▸ Brief
Copy the entries from the line that has "of the dirt" through the line that has "<point>120,194</point>", both included, and leave the requests unchanged. In the answers, multiply every coordinate by 2.3 and round to whole numbers, rounding halves up.

* START Given records *

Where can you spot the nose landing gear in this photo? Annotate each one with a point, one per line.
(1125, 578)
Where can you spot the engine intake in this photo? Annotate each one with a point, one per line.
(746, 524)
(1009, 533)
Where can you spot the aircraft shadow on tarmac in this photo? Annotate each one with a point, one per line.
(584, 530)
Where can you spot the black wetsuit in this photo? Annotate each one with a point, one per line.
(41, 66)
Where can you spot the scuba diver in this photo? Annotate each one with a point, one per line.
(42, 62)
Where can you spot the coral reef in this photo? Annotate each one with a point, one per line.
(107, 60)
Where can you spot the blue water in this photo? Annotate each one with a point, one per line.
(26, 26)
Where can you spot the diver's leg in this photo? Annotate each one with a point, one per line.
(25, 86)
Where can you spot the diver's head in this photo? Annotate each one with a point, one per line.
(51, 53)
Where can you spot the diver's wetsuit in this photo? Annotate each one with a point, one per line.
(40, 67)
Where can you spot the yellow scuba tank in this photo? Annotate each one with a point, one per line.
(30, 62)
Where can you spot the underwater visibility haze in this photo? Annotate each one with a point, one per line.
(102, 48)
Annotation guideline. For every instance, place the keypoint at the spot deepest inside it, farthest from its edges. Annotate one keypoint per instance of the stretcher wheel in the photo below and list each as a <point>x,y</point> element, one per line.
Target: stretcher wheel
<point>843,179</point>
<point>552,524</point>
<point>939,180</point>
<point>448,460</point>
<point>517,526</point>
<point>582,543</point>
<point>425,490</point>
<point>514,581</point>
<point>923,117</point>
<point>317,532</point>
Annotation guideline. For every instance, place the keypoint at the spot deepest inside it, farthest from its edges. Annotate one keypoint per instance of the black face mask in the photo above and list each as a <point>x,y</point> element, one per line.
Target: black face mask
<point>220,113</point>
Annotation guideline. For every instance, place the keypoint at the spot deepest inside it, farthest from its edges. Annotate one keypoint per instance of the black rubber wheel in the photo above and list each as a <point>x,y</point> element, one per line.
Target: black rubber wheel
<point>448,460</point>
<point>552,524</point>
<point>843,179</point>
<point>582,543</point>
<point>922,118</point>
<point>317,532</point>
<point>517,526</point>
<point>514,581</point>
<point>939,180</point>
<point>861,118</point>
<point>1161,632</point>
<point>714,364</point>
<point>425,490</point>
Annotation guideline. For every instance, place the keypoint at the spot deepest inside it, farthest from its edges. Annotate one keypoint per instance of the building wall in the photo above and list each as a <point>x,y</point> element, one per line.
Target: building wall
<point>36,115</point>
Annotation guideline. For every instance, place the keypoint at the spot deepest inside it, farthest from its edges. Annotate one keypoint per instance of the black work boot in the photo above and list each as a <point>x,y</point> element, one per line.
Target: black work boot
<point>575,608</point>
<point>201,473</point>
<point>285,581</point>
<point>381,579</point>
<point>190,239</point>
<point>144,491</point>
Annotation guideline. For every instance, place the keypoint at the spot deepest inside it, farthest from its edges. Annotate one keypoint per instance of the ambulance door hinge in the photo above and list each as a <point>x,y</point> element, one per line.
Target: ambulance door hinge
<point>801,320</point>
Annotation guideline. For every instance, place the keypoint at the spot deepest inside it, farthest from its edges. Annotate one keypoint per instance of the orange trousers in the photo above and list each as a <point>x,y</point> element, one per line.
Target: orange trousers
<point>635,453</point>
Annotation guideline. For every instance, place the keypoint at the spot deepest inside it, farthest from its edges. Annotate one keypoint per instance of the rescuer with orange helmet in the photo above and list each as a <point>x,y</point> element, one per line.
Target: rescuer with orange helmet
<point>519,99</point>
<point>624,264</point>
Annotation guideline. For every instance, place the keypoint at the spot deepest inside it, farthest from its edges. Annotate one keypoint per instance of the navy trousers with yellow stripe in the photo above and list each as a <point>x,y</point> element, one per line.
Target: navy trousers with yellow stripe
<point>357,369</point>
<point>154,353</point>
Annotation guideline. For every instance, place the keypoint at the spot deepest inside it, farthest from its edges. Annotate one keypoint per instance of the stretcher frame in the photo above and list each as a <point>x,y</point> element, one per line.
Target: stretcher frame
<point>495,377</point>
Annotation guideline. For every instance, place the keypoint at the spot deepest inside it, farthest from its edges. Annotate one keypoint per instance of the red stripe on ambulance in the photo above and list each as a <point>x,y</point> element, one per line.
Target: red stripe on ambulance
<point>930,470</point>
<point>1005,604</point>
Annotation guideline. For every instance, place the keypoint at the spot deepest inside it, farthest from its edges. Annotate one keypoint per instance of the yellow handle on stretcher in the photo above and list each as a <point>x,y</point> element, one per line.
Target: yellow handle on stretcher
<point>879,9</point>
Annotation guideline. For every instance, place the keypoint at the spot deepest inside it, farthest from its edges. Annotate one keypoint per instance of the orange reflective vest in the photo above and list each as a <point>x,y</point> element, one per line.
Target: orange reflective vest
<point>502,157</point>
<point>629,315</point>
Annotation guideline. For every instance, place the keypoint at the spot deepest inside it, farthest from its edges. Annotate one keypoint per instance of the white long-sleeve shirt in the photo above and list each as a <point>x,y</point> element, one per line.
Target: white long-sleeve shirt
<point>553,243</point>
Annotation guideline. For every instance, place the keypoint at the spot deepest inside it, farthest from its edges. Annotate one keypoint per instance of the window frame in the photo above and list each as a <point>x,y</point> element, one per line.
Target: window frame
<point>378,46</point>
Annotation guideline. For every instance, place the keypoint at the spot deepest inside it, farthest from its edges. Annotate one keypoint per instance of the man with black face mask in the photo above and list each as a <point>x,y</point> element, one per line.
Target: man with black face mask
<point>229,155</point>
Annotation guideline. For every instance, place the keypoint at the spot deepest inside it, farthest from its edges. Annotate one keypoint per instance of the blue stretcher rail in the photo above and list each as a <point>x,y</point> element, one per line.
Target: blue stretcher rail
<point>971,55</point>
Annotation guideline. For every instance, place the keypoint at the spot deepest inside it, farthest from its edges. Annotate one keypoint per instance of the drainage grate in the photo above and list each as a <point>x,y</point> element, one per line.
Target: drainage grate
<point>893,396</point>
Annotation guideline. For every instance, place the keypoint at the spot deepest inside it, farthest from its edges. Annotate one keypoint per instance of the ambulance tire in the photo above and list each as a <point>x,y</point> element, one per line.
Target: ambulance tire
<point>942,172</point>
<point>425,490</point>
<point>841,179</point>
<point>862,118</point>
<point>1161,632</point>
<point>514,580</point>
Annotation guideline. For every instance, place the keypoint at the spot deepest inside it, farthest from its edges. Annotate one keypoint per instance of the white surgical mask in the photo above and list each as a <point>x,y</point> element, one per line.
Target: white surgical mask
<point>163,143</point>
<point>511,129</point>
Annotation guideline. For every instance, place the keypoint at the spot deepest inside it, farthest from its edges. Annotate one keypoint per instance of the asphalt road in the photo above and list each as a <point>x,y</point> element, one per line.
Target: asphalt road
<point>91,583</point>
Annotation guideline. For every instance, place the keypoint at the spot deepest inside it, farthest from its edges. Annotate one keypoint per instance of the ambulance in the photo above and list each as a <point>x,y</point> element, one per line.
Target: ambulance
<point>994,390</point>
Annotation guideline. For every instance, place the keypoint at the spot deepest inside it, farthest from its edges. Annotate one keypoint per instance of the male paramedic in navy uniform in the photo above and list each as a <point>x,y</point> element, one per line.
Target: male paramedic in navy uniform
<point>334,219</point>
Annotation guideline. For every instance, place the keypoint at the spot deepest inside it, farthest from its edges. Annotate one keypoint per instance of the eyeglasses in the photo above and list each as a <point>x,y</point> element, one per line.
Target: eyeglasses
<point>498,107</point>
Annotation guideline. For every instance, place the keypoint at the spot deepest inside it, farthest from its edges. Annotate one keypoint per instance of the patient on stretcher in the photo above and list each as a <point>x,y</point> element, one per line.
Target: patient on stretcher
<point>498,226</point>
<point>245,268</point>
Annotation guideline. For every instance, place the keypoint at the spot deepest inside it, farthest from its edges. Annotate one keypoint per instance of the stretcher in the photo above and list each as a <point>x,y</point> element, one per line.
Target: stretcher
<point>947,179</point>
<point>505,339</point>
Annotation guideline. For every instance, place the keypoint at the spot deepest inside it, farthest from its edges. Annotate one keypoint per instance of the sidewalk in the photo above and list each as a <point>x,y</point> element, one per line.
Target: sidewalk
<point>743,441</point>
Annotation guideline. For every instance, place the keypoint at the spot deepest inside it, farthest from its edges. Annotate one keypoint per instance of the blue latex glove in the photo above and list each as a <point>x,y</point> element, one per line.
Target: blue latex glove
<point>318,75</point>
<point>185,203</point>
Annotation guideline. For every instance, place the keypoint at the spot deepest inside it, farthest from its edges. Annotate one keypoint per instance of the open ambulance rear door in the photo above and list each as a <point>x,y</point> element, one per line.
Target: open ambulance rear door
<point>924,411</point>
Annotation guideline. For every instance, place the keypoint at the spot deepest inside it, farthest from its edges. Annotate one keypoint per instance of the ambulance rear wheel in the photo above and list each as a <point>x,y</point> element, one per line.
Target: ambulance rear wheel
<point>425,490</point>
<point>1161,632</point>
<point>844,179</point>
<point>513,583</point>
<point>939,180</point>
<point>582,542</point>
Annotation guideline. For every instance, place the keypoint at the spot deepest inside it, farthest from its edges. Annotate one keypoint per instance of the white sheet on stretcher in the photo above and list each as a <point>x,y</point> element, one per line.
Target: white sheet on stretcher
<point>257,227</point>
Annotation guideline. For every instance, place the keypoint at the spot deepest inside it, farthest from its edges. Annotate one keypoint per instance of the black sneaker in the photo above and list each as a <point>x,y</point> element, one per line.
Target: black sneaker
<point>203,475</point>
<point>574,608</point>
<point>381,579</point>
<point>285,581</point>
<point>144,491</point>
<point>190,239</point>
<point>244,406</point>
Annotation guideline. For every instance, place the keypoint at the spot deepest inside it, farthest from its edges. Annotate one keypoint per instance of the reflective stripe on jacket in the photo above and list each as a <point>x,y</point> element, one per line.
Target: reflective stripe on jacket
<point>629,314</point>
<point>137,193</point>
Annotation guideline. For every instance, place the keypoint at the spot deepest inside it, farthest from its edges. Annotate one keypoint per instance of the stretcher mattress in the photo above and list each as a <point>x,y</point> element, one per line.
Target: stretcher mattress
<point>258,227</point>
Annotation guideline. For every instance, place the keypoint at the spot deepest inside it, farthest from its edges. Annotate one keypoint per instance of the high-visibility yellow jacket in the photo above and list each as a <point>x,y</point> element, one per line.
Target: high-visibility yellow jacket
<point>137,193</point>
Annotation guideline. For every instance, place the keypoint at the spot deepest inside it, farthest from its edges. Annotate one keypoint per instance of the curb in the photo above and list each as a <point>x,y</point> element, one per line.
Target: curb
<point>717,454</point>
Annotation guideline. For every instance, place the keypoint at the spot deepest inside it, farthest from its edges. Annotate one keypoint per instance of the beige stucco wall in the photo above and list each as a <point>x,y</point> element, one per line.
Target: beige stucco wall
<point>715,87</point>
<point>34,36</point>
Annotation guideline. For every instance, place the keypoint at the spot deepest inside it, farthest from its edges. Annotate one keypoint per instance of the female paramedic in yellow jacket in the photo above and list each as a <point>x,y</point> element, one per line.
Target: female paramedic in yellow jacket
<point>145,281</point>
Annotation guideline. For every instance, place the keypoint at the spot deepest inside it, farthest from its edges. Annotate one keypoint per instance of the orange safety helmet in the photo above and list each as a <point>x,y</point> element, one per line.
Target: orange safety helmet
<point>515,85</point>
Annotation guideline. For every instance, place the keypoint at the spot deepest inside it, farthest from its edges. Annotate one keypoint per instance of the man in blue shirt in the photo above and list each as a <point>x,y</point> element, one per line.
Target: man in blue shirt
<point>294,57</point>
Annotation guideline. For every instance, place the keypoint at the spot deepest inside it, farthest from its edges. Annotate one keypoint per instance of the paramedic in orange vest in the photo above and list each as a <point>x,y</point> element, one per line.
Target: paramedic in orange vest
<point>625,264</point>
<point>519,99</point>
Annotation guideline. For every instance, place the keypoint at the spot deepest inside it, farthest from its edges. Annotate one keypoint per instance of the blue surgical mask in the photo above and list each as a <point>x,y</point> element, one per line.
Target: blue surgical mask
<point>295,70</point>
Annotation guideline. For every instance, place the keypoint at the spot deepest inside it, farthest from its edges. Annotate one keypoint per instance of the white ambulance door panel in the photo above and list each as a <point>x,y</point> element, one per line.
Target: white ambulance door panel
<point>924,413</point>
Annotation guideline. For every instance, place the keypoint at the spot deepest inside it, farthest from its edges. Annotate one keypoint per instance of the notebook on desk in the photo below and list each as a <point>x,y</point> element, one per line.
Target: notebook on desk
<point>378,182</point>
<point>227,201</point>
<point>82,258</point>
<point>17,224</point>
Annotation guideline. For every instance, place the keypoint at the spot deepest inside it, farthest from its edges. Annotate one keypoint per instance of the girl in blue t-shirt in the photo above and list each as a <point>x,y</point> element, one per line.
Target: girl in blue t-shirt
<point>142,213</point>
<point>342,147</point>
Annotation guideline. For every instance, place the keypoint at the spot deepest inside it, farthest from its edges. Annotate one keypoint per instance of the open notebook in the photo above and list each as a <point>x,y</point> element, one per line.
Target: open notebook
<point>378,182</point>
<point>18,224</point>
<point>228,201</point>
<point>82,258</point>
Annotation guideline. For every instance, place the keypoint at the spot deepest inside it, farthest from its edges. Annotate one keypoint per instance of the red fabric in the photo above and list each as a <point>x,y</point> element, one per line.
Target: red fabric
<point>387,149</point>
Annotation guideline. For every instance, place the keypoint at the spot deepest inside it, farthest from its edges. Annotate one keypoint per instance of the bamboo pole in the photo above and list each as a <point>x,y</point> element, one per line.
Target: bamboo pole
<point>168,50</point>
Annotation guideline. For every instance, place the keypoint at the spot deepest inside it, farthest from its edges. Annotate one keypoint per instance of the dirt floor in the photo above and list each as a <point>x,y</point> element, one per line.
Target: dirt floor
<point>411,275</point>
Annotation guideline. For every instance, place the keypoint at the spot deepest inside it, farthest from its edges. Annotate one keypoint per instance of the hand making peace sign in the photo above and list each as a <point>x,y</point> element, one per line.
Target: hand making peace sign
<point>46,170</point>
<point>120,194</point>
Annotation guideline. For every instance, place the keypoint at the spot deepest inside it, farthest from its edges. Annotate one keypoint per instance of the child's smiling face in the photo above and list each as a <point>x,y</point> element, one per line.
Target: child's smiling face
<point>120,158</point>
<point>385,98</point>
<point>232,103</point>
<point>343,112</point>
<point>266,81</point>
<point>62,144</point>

* END Given records *

▸ Written response
Annotation guideline. For every instance, place the keypoint at the spot deepest inside it, farthest from its edges. Annotate one keypoint per instance of the dirt floor in the photo above and list each as a <point>x,y</point> element, one per line.
Target: dirt floor
<point>945,633</point>
Annotation guideline. For every instance, place the keypoint at the spot deepest inside it, farthest from its edges. Annotate one keypoint per instance of the hand making peace sign in the photo above and list each as a <point>x,y</point> element, one per line.
Target: hand making peace sign
<point>106,391</point>
<point>276,446</point>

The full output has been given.